- **ABOUT THIS TASK**: Reproduce every entry in the listing without alteration.

- **DATA LISTING**:
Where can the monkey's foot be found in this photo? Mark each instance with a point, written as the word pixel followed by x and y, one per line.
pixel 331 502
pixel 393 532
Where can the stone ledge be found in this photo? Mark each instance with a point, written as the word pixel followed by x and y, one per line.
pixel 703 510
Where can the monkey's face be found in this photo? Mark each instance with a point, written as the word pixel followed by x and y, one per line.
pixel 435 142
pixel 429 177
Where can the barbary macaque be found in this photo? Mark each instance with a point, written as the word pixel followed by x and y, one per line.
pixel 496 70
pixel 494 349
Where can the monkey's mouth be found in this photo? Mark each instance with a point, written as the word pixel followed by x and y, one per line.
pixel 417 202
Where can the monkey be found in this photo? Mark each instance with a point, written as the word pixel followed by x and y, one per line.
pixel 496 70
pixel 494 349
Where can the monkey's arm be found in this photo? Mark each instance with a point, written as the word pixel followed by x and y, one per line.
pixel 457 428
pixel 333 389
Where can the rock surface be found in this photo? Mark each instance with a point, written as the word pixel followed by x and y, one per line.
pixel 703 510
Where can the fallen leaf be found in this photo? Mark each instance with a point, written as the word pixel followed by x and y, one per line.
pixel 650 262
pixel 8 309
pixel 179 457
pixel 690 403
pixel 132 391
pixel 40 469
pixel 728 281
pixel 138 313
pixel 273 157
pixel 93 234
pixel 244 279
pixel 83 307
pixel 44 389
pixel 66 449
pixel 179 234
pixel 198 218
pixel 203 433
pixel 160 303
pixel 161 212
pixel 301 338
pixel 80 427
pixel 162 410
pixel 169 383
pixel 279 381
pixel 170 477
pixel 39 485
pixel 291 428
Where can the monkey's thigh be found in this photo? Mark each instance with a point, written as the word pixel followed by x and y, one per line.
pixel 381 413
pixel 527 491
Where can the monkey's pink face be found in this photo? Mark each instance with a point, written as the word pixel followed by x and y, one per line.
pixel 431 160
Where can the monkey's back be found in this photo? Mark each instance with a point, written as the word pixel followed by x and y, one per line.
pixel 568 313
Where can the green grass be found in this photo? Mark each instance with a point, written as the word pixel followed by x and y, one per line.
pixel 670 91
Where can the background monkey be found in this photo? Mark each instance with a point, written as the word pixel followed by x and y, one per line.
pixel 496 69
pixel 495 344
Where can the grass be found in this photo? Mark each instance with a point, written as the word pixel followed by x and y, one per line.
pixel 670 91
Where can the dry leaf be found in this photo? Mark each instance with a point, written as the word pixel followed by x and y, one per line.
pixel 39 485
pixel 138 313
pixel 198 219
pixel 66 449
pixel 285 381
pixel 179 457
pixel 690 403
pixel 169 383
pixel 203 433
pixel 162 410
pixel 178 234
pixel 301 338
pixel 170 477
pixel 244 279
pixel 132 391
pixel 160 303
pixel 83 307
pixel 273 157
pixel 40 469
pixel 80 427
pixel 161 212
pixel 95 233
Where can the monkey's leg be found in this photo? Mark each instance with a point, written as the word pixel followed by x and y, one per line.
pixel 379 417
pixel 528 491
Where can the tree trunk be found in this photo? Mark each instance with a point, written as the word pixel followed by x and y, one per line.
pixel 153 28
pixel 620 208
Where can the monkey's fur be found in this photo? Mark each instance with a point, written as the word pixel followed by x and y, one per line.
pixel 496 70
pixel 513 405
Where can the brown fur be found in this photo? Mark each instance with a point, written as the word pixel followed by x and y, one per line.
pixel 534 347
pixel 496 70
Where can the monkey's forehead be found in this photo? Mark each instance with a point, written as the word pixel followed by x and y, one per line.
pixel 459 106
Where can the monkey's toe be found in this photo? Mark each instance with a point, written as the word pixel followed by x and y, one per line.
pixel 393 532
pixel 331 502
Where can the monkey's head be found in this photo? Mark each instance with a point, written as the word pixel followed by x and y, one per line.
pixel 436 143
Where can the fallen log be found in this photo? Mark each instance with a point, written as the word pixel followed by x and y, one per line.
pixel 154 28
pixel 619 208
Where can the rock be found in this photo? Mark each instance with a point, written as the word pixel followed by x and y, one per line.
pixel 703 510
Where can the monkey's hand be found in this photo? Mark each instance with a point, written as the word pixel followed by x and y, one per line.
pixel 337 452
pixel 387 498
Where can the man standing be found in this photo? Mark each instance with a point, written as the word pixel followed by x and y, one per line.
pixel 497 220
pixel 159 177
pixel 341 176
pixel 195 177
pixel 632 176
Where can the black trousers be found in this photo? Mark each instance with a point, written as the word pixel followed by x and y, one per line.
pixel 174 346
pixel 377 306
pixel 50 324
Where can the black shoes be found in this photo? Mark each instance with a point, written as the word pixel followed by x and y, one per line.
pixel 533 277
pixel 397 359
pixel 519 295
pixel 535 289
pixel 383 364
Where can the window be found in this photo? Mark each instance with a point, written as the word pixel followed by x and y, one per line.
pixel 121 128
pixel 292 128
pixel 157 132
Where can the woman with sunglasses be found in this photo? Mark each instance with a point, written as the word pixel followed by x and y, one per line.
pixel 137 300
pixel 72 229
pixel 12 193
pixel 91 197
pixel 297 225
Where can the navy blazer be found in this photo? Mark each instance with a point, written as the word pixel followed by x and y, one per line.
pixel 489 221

- **ANSWER TO THIS PROBLEM**:
Where can the monkey's foot be found in this photo? Mark each instance with a point, written as the word pixel followed by x and y, one per line.
pixel 331 502
pixel 393 532
Where can the stone ledge be found in this photo? Mark each instance with a point, written as the word pixel followed by x and y, one per line.
pixel 703 510
Where can the monkey's face be found in this photo? Mark each instance with a point, written as the word pixel followed by x and y, one per line.
pixel 435 142
pixel 429 177
Where can the barbary macaque be found in this photo? Mark each instance with a point, written as the word pixel followed by x and y, one per line.
pixel 496 70
pixel 494 349
Where can the monkey's mouth be found in this photo? Mark each instance with a point, written as the word pixel followed by x and y, one per line.
pixel 417 202
Where can the monkey be found in this photo? Mark each instance with a point, written as the word pixel followed by x and y, one per line.
pixel 496 70
pixel 494 349
Where can the monkey's arm be found in this photo? Mark each instance with a point, written as the word pixel followed by x and y, one per line.
pixel 457 428
pixel 333 389
Where can the rock surface be found in this photo? Mark each instance with a point, written as the word pixel followed by x and y, one per line.
pixel 703 510
Where can the fallen leaf be found in this photo? Mark each instance with a point, written as the word pixel followed by x and y, one per line.
pixel 650 262
pixel 8 309
pixel 179 457
pixel 690 403
pixel 132 391
pixel 40 469
pixel 728 281
pixel 138 313
pixel 273 157
pixel 93 234
pixel 244 279
pixel 83 307
pixel 44 389
pixel 66 449
pixel 179 234
pixel 198 218
pixel 203 433
pixel 160 303
pixel 161 212
pixel 301 338
pixel 80 427
pixel 162 410
pixel 169 383
pixel 279 381
pixel 170 477
pixel 39 485
pixel 291 428
Where can the monkey's thigh be found in this photo? Mark each instance with a point, written as the word pixel followed by x and y, one per line.
pixel 381 413
pixel 527 491
Where can the monkey's pink face be found in this photo? Mark each instance with a point, written as the word pixel followed by x and y, one per line.
pixel 431 160
Where can the monkey's back be found in this photo? Mark each instance with a point, written as the word pixel followed by x and y, one per line.
pixel 568 313
Where can the green grass be found in this photo? Mark each instance with a point, written as the word pixel followed by x and y, one per line.
pixel 670 91
Where can the background monkey be found in this photo? Mark each instance with a point, written as the word pixel followed by x and y, one per line.
pixel 496 69
pixel 495 344
Where can the grass be found in this photo? Mark each instance with a point, written as the word pixel followed by x and y, one per line.
pixel 670 91
Where can the dry leaf be found in this photo? Mark each instance with a point, written as the word pixel followed by x and y, one per line.
pixel 39 485
pixel 138 313
pixel 198 219
pixel 66 449
pixel 285 381
pixel 179 457
pixel 690 403
pixel 169 383
pixel 203 433
pixel 162 410
pixel 178 234
pixel 301 338
pixel 170 477
pixel 244 279
pixel 132 391
pixel 160 303
pixel 83 307
pixel 273 157
pixel 40 469
pixel 80 427
pixel 161 212
pixel 95 233
Where can the monkey's leg be found in this photo? Mark each instance with a point, written as the word pixel followed by x and y, one per line.
pixel 379 417
pixel 528 491
Where can the tree trunk be found in this photo? Mark each instance with a point, written as the word pixel followed by x and y, one per line.
pixel 153 28
pixel 620 208
Where can the monkey's fur be found in this photo? Mark each instance with a point, written as the word pixel followed by x and y, one per line.
pixel 496 70
pixel 513 405
Where can the brown fur be found in this photo? Mark each instance with a point, written as the word pixel followed by x and y, one per line.
pixel 534 347
pixel 496 70
Where can the monkey's forehead be found in this photo? Mark each instance with a point, written as the word pixel followed by x and y, one per line.
pixel 459 106
Where can the monkey's toe be found in this photo? Mark each instance with a point, written as the word pixel followed by x and y, one per line.
pixel 393 532
pixel 331 502
Where can the monkey's head be found in this photo? Mark each instance with a point, written as the word pixel followed by x and y, one per line.
pixel 436 143
Where can the fallen log be found in this photo? Mark each instance with a point, written as the word pixel followed by x and y, one per line.
pixel 154 28
pixel 619 208
Where can the rock be found in this photo? Mark each instance with a point, written as the word pixel followed by x and y, one per line.
pixel 703 510
Where can the monkey's hand be found in this photo? Mark each instance with a point, written as the word pixel followed by x and y, one per line.
pixel 337 452
pixel 387 498
Where can the man standing be found in this photo? Mark each instance with a point, written as the word pixel followed by x and y, one per line.
pixel 497 220
pixel 159 177
pixel 341 176
pixel 195 177
pixel 632 176
Where can the black trousers be found in this photo? Mark each instance with a point, written as the word pixel followed by x and y, one per line.
pixel 174 346
pixel 377 306
pixel 50 324
Where can the black shoes be found in this photo? Mark each instance with a point, written as the word pixel followed by x and y, one per line.
pixel 533 277
pixel 397 359
pixel 519 295
pixel 535 289
pixel 383 364
Where can the window be found in this photo? Mark each instance with a point, written as the word pixel followed by x and y, one per line.
pixel 121 128
pixel 292 128
pixel 157 132
Where can the woman with sunglasses be found in this photo? Mark each instance with a point, written as the word pixel followed by x and y, one per line.
pixel 137 300
pixel 72 229
pixel 12 193
pixel 91 197
pixel 297 225
Where can the navy blazer be found in this photo? Mark each instance with a point, written as the word pixel followed by x and y, one per line.
pixel 489 221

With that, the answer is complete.